Retype every one of the records below line for line, without changing anything, and leave out the pictures.

━━━━━ RAW DATA ━━━━━

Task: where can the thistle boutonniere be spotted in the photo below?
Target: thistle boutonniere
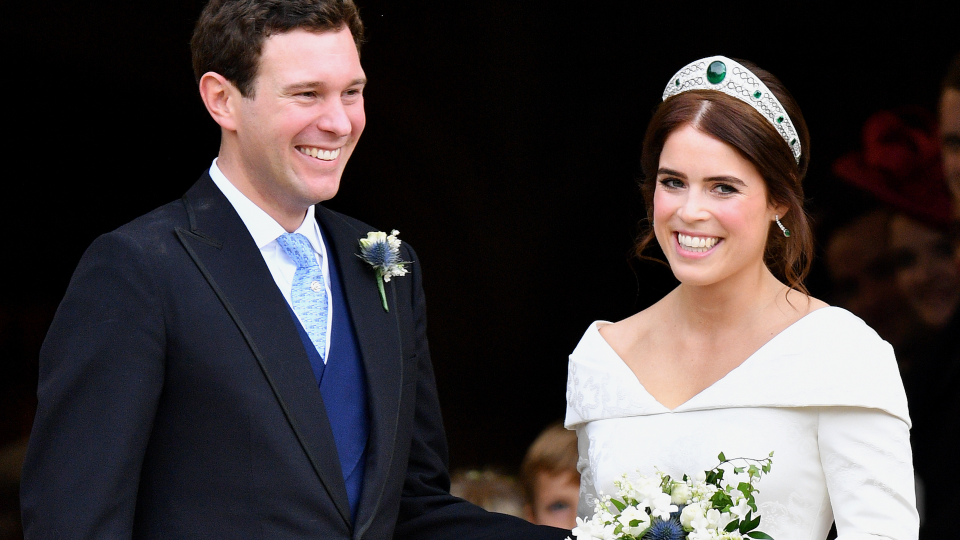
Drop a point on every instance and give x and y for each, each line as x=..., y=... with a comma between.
x=382, y=252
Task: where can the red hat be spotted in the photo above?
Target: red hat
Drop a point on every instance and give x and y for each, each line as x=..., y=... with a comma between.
x=900, y=165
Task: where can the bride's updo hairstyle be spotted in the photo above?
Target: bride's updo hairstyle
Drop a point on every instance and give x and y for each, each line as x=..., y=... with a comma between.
x=738, y=124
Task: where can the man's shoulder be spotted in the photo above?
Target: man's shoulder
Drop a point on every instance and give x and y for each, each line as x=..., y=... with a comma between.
x=332, y=218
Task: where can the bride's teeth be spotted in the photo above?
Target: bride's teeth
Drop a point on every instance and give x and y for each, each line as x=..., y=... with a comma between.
x=696, y=243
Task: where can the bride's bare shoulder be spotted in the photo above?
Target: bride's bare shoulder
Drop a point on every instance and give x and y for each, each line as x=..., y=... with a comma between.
x=804, y=304
x=622, y=333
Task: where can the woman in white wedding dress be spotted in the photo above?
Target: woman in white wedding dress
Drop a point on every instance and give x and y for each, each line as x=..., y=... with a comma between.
x=739, y=358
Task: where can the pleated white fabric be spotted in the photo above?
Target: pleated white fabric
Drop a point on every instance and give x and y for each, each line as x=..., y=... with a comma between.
x=825, y=395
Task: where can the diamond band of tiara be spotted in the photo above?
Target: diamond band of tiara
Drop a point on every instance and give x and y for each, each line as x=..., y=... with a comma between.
x=732, y=78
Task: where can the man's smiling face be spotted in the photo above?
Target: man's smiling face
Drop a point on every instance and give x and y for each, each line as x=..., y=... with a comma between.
x=298, y=128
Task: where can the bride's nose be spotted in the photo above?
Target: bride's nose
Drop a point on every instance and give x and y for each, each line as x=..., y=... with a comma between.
x=693, y=208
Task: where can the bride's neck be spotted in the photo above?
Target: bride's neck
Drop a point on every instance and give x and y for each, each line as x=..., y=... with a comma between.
x=726, y=306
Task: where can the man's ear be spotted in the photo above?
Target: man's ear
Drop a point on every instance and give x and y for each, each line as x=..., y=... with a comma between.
x=220, y=97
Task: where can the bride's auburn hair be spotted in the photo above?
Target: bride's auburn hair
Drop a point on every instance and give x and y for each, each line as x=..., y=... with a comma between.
x=742, y=127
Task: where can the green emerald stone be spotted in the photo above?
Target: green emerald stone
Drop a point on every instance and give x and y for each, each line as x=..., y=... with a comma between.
x=716, y=71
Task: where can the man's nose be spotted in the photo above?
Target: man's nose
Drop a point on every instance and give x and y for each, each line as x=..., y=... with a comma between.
x=335, y=120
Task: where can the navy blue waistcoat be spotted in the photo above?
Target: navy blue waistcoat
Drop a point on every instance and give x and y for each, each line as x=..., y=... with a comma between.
x=343, y=387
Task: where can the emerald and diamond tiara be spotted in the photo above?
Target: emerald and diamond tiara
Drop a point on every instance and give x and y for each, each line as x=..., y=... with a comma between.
x=732, y=78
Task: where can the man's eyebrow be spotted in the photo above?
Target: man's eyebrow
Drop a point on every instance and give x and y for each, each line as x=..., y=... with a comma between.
x=312, y=85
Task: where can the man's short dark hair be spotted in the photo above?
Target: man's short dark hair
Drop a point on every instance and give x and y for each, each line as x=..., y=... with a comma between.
x=229, y=36
x=952, y=80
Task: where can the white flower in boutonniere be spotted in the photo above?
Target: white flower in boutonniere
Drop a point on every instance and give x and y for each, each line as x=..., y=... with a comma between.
x=382, y=252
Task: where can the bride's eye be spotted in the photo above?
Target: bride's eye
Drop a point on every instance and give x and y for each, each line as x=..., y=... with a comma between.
x=725, y=189
x=672, y=183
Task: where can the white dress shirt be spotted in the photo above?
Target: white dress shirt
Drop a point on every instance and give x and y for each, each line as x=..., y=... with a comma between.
x=265, y=230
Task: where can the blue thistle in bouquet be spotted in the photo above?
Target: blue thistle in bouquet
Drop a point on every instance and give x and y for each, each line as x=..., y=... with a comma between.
x=382, y=252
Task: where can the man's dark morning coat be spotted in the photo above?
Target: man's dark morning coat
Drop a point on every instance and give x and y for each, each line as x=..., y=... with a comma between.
x=176, y=399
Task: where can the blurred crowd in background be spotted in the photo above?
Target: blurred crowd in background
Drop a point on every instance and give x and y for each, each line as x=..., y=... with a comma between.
x=892, y=252
x=892, y=257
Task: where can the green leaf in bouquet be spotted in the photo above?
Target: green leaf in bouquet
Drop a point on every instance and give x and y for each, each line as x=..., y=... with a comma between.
x=749, y=523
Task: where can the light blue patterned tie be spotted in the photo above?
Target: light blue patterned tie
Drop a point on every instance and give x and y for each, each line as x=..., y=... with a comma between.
x=308, y=293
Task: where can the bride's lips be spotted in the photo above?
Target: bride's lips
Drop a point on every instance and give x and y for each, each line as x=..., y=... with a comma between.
x=695, y=245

━━━━━

- **EXERCISE OUTPUT**:
Task: where can the thistle boutonniere be spotted in the photo below?
Target: thistle boutonniere
Drop a point on every instance and give x and y for each, each line as x=..., y=... with a comma between.
x=382, y=252
Task: where can the red hat be spotted in the photo above?
Target: red hat
Drop a point on every instance and give x and y for each, each line as x=..., y=... with a comma between.
x=900, y=165
Task: where can the bride's updo hairstyle be spotted in the photo above?
Target: bride's updo hairstyle
Drop a point on every instance and give x and y for each, each line as x=..., y=... with a comma between.
x=738, y=124
Task: where can the man's shoulder be spotted in the photo above?
Target: man's shoulder
Drop a point on every instance and give x and y for each, each line as x=..., y=... with a comma between.
x=332, y=218
Task: where can the bride's teeth be spotted in the photo above?
Target: bride's teeth
Drop a point on every instance and give x and y for each, each line as x=..., y=... with a comma between.
x=696, y=243
Task: where can the bride's bare shoulder be spotted in the photo above?
Target: bride's bare shoulder
Drop a point on every instance and give x and y for each, each line as x=..., y=... with a comma between.
x=804, y=304
x=622, y=333
Task: where can the woman in white wedding dress be spotted in the photo above?
Target: woman in white wedding dress
Drop a point on every instance and give x and y for each, each line as x=..., y=... with a comma between.
x=739, y=358
Task: where can the pleated white fabric be spotted in the photo above?
Target: pleated white fabric
Drop a point on every instance and give x and y for each, each line as x=..., y=... with a comma between.
x=825, y=395
Task: where can the diamond band of tiara be spotted in the photo above?
Target: diamond band of tiara
Drop a point on every instance and give x and y for each, each line as x=..., y=... with a comma between.
x=732, y=78
Task: where can the man's smiling face be spotted in the photo above?
Target: man's smiling face
Drop a point on every instance and give x and y for each, each line as x=..., y=... with a comma between.
x=298, y=128
Task: where can the bride's nose be spotted in the photo above?
Target: bride's nose
Drop a point on every instance and give x and y for each, each line as x=..., y=... with a comma between.
x=693, y=208
Task: where can the bride's neck be spotted in the photo above?
Target: bride's neck
Drop a point on every instance and give x and y for each, each line as x=..., y=... with a comma between.
x=726, y=306
Task: where can the man's ear be spotted in the photo above?
Target: man's ear
Drop a point on every instance and give x and y for each, each line as x=..., y=... with a comma between.
x=220, y=97
Task: where can the bride's auburn hair be spotted in the photo above?
Target: bride's auburn hair
Drop a point on every instance and give x and y for each, each line as x=..., y=... with a comma between.
x=742, y=127
Task: where can the green emerald stone be spotted in the photo above?
Target: green emerald stone
Drop a point on every instance and give x and y for each, each line as x=..., y=... with a comma between.
x=716, y=71
Task: where can the man's nose be spotted in the photo above?
Target: man's nose
Drop a point on every instance and give x and y for each, each line as x=..., y=... with a comma between.
x=335, y=120
Task: where can the navy blue waistcoat be spotted in the photo above?
Target: navy blue waistcoat
Drop a point on every instance and give x and y for each, each line as x=..., y=... with a comma between.
x=343, y=387
Task: where can the emerald and diamond tiara be spotted in the photo above?
Target: emerald and diamond tiara
Drop a point on every instance and give x and y for each, each line as x=..., y=... with a comma between.
x=732, y=78
Task: where can the man's eyebrow be spotted in the photo above?
Target: man's eyebrow
Drop a point on every instance and give x and y for each, each line as x=..., y=... with a comma between.
x=312, y=85
Task: where can the man's short dark hair be spotted in the photo above?
Target: man's short dark hair
Drop a point on every instance and give x and y for each, each line as x=..., y=... with a comma between.
x=229, y=36
x=952, y=80
Task: where can the white flower in boutonniere be spotted in the photo above?
Target: white flower in boutonniere
Drop a point on every instance and give x and y for each, each line as x=..., y=... with a comma between.
x=382, y=252
Task: where can the bride's eye be spotted in the photo above?
Target: bride's eye
Drop a point on every instance and give x and y for each, each line as x=..., y=... with a comma between.
x=725, y=189
x=672, y=183
Task: where can the white dress shirt be spotted in the photo above?
Target: white dress shirt
Drop a point on every instance and give x and y for each, each line as x=..., y=... with a comma between.
x=265, y=230
Task: where can the blue thistle in bouquet be spotted in the photo above?
Target: blue thistle in bouquet
Drop a point on every instance and give x and y for each, each line as x=..., y=... with a comma between.
x=382, y=252
Task: where can the man's dark morning coat be spotted in the photo above?
Target: man's dark morning coat
Drop a point on every instance and give x and y for each, each line as x=..., y=... with a comma between.
x=176, y=399
Task: where can the blurred crowd in background be spotted in the photo above?
Target: blurred crowd in background
Drop a point on every instance and give x and y for each, each line as x=..., y=... with a comma between.
x=892, y=252
x=892, y=257
Task: where can the green leaf in bouquet be spotted in the photo above?
Target: green leaf in bouquet
Drop a point on every instance and give x and y for each, each line as x=..., y=... with a comma between.
x=749, y=523
Task: where can the light blue patterned tie be spotted in the photo above?
Target: light blue patterned tie
Drop a point on every instance and give x and y for each, each line as x=..., y=... with a comma between.
x=308, y=293
Task: where can the bride's lips be spotted in the photo above?
Target: bride's lips
Drop a point on every instance and give x and y for each, each line as x=..., y=... with a comma between.
x=695, y=245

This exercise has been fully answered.